====== DATASET RECORDS ======

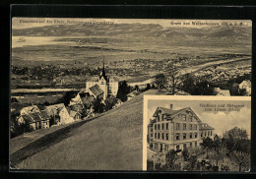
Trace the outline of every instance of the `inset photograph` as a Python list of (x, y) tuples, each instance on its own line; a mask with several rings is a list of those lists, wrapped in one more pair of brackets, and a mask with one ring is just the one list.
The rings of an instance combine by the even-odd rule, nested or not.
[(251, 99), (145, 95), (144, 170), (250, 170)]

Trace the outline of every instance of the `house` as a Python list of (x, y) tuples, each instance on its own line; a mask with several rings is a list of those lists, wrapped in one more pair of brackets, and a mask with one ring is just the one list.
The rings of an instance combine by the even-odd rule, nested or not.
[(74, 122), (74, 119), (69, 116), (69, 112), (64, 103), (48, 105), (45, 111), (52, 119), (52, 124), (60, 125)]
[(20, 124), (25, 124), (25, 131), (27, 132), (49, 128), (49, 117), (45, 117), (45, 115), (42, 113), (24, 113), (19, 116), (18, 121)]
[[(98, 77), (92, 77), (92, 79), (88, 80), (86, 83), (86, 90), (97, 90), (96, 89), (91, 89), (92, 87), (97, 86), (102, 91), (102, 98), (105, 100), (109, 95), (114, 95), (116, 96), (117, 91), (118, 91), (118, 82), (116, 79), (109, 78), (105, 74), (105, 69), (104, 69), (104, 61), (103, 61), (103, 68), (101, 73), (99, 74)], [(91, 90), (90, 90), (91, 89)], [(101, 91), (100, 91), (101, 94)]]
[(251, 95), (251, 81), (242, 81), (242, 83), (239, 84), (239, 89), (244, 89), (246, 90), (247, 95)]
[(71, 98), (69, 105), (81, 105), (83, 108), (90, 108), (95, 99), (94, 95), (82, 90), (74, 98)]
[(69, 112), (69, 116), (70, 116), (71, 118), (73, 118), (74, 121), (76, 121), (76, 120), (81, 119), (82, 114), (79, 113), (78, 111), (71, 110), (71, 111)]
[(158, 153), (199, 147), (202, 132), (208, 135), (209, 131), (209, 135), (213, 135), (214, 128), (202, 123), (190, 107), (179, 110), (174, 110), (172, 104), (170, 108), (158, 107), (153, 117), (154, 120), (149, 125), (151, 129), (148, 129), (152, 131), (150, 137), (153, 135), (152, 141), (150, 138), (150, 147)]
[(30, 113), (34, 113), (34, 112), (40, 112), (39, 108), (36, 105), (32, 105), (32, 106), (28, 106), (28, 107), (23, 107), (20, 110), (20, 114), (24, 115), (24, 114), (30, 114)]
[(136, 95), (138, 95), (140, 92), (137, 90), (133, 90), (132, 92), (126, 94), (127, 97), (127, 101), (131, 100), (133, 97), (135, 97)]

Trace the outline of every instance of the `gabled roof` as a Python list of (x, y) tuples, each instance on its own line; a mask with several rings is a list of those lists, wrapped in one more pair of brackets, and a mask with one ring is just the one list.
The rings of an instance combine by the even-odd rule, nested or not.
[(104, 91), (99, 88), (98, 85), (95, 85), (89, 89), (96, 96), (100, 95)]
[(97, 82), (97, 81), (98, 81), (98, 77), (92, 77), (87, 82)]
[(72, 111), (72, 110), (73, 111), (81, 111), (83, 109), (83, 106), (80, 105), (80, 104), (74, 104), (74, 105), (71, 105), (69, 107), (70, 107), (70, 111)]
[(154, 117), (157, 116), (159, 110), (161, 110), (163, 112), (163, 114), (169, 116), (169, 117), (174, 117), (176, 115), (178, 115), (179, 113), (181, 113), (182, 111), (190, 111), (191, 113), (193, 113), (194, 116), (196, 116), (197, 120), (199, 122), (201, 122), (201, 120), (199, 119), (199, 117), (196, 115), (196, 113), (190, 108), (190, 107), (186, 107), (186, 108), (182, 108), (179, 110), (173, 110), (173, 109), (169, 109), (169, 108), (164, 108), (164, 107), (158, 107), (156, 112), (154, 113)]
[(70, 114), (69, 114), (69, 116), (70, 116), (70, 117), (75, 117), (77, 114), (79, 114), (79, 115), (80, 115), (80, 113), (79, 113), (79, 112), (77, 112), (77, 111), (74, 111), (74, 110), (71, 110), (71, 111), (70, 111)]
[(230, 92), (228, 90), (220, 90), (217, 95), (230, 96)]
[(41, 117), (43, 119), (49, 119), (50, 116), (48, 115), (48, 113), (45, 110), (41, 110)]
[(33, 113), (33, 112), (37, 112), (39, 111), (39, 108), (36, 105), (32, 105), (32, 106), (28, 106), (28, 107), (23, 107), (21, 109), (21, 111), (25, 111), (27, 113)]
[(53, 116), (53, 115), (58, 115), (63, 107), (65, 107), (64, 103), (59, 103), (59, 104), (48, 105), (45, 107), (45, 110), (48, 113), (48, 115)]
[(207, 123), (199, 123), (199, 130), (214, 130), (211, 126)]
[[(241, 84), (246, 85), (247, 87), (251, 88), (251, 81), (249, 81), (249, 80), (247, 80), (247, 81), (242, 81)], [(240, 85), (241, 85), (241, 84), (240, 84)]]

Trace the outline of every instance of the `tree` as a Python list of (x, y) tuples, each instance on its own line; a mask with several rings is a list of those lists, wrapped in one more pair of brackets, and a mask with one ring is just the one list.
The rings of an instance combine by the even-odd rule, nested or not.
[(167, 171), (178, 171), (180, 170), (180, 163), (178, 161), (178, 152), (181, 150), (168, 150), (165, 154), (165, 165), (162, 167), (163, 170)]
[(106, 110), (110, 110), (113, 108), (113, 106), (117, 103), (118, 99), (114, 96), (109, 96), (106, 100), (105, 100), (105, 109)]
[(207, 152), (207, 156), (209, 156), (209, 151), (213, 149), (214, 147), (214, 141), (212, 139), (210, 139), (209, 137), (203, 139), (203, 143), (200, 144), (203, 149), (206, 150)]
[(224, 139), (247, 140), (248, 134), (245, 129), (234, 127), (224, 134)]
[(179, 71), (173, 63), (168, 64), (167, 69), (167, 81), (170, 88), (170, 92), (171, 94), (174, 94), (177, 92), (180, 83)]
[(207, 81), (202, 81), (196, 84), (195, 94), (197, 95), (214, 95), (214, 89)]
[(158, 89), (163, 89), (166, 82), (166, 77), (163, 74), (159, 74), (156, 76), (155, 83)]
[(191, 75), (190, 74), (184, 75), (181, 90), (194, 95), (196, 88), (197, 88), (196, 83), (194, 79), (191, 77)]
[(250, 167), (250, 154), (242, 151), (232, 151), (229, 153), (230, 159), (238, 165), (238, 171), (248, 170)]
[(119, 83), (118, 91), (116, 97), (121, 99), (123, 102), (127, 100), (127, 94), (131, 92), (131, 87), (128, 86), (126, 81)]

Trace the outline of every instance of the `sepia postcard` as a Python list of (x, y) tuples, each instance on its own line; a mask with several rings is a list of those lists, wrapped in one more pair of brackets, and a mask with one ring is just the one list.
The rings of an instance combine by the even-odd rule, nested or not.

======

EXERCISE DESCRIPTION: Update the material by replacing "even-odd rule" with "nonzero winding rule" and changing nothing else. Leave the pictures out of your answer.

FULL ANSWER:
Trace the outline of every instance of the `inset photograph` as a Python list of (x, y) tuples, each instance on its own line; a mask with several rings is a list of those lists, wrapped in one more pair of brackets, and a mask with one ring is just the one list.
The rings of an instance combine by the nonzero winding rule, nested or not.
[(251, 99), (145, 95), (144, 170), (250, 170)]

Trace the outline of every instance of the `house` as a Python list of (x, y) tuples, each instance on its own line; a mask with several rings is a list of those lists, wrapped in one more pair of brackets, and a mask with one ring is just the one list.
The rings of an instance combine by the nonzero winding rule, nested or not.
[(74, 122), (74, 119), (69, 116), (69, 112), (64, 103), (48, 105), (45, 111), (52, 119), (52, 124), (60, 125)]
[(20, 124), (25, 124), (25, 131), (27, 132), (49, 128), (49, 117), (45, 117), (45, 115), (42, 113), (24, 113), (19, 116), (18, 121)]
[[(98, 77), (92, 77), (92, 79), (88, 80), (86, 83), (86, 90), (97, 90), (96, 89), (91, 89), (92, 87), (97, 86), (102, 91), (102, 98), (105, 100), (109, 95), (114, 95), (116, 96), (117, 91), (118, 91), (118, 82), (116, 79), (109, 78), (105, 74), (105, 69), (104, 69), (104, 61), (103, 61), (103, 68), (101, 73), (99, 74)], [(91, 90), (90, 90), (91, 89)], [(101, 91), (100, 91), (101, 94)]]
[(251, 95), (251, 81), (242, 81), (242, 83), (239, 84), (239, 89), (244, 89), (246, 90), (247, 95)]
[(71, 98), (69, 105), (81, 105), (83, 108), (90, 108), (95, 99), (94, 95), (82, 90), (74, 98)]
[(69, 112), (69, 116), (70, 116), (71, 118), (73, 118), (74, 121), (76, 121), (76, 120), (81, 119), (82, 114), (79, 113), (78, 111), (71, 110), (71, 111)]
[(158, 153), (199, 147), (202, 132), (208, 135), (209, 131), (209, 135), (213, 135), (214, 128), (202, 123), (190, 107), (179, 110), (174, 110), (172, 104), (170, 108), (158, 107), (153, 117), (154, 120), (149, 125), (151, 129), (148, 129), (152, 131), (150, 137), (153, 135), (152, 141), (150, 138), (150, 147)]
[(30, 113), (34, 113), (34, 112), (40, 112), (39, 108), (36, 105), (32, 105), (32, 106), (28, 106), (28, 107), (23, 107), (20, 110), (20, 114), (24, 115), (24, 114), (30, 114)]
[(136, 95), (138, 95), (140, 92), (137, 90), (133, 90), (132, 92), (126, 94), (127, 97), (127, 101), (131, 100), (133, 97), (135, 97)]

Trace the outline of every instance of the `gabled roof` as a Python list of (x, y) tuples, each instance on its own line; a mask with several rings is a list of those lists, wrapped in one more pair of brackets, and a mask with one ring is just the one list.
The rings of an instance combine by the nonzero winding rule, nested or not.
[(104, 91), (99, 88), (98, 85), (95, 85), (89, 89), (96, 96), (100, 95)]
[(97, 82), (97, 81), (98, 81), (98, 77), (92, 77), (87, 82)]
[(72, 111), (72, 110), (73, 111), (81, 111), (83, 109), (83, 106), (80, 105), (80, 104), (74, 104), (74, 105), (71, 105), (69, 107), (70, 107), (70, 111)]
[(154, 117), (157, 116), (159, 110), (161, 110), (163, 112), (163, 114), (169, 116), (169, 117), (174, 117), (176, 115), (178, 115), (179, 113), (181, 113), (182, 111), (190, 111), (191, 113), (193, 113), (194, 116), (196, 116), (197, 120), (199, 122), (201, 122), (201, 120), (199, 119), (199, 117), (196, 115), (196, 113), (190, 108), (190, 107), (186, 107), (186, 108), (182, 108), (179, 110), (173, 110), (173, 109), (169, 109), (169, 108), (164, 108), (164, 107), (158, 107), (156, 112), (154, 113)]
[(70, 114), (69, 114), (69, 116), (70, 116), (70, 117), (75, 117), (77, 114), (79, 114), (79, 115), (80, 115), (80, 113), (79, 113), (79, 112), (77, 112), (77, 111), (74, 111), (74, 110), (71, 110), (71, 111), (70, 111)]
[(230, 92), (228, 90), (220, 90), (217, 95), (230, 96)]
[(41, 117), (43, 119), (49, 119), (50, 116), (48, 115), (48, 113), (45, 110), (41, 110)]
[(33, 113), (33, 112), (37, 112), (39, 111), (39, 108), (36, 105), (32, 105), (32, 106), (28, 106), (28, 107), (23, 107), (21, 109), (21, 111), (25, 111), (27, 113)]
[(53, 116), (53, 115), (58, 115), (63, 107), (65, 107), (64, 103), (59, 103), (59, 104), (48, 105), (45, 107), (45, 110), (48, 113), (48, 115)]
[(207, 123), (199, 123), (199, 130), (214, 130), (211, 126)]
[[(241, 84), (246, 85), (247, 87), (251, 88), (251, 81), (249, 81), (249, 80), (247, 80), (247, 81), (242, 81)], [(240, 85), (241, 85), (241, 84), (240, 84)]]

Trace the outline of every instance of the `tree` as a Python list of (x, y) tuples, each instance on its own line; a mask with several rings is a list of those lists, wrapped in one more pair of brackets, and a mask with one ring is just the one list.
The rings of an instance combine by the nonzero winding rule, nested or not.
[(167, 171), (178, 171), (180, 170), (180, 163), (178, 161), (178, 152), (181, 150), (168, 150), (165, 154), (165, 165), (162, 167), (163, 170)]
[(106, 110), (110, 110), (113, 108), (113, 106), (117, 103), (118, 99), (114, 96), (109, 96), (106, 100), (105, 100), (105, 109)]
[(207, 152), (207, 156), (209, 156), (209, 151), (213, 149), (214, 147), (214, 141), (212, 139), (210, 139), (209, 137), (203, 139), (203, 143), (200, 144), (203, 149), (206, 150)]
[(224, 139), (247, 140), (248, 134), (245, 129), (234, 127), (224, 134)]
[(179, 71), (173, 63), (168, 64), (167, 69), (167, 81), (170, 88), (170, 92), (171, 94), (174, 94), (177, 92), (180, 83)]
[(207, 81), (202, 81), (196, 84), (195, 94), (197, 95), (214, 95), (214, 89)]
[(158, 89), (163, 89), (166, 82), (166, 77), (163, 74), (159, 74), (156, 76), (155, 83)]
[(191, 75), (190, 74), (184, 75), (181, 90), (194, 95), (196, 88), (197, 88), (196, 83), (194, 79), (191, 77)]
[(250, 167), (250, 154), (242, 151), (232, 151), (229, 153), (230, 159), (238, 165), (238, 171), (248, 170)]
[(119, 83), (118, 91), (116, 97), (121, 99), (123, 102), (127, 100), (127, 94), (131, 92), (131, 87), (128, 86), (126, 81)]

Trace the outline of every instance of the `sepia postcard` as a Python list of (x, y) tuples, each instance on its own line; a mask with several rings is a list of those lists, wrapped in one more pair of brackets, and a mask with one ring is just the one list.
The rings of an instance combine by the nonzero winding rule, nested or not.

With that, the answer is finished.